Source material: Begin
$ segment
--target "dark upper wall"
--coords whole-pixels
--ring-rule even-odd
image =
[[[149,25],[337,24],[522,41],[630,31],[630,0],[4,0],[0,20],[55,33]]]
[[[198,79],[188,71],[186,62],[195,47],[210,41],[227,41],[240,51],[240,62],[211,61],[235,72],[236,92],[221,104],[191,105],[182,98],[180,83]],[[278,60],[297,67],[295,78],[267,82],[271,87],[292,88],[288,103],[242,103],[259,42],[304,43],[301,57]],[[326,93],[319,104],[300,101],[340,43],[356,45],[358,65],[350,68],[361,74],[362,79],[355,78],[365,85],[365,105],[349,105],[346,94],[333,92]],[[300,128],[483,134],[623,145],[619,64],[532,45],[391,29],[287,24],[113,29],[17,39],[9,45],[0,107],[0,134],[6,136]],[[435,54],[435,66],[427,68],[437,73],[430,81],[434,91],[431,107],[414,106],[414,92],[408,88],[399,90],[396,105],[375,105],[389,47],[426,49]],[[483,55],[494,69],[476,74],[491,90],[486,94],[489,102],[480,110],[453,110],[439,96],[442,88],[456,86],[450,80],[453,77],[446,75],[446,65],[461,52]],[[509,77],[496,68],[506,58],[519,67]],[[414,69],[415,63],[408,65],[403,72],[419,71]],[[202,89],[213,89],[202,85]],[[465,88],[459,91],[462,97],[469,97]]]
Source material: End
Task requirements: Nothing but the lines from the beginning of the records through the line with "--ring-rule even-odd" should appear, each printed exactly.

Response for this exercise:
$ segment
--target "dark upper wall"
--coords whole-pixels
--ring-rule even-odd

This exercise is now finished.